## What you will do
Give back each line of the material that contains the word "instance".
=== Begin Enclosure ===
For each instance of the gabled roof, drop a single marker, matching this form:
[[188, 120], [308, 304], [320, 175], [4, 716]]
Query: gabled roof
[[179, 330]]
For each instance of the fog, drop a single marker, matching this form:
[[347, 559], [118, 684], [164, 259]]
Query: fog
=== End Enclosure ===
## Exercise solution
For each instance of the gabled roof, drop a single marker, matching this form:
For each instance of the fog, drop a single marker, matching this form:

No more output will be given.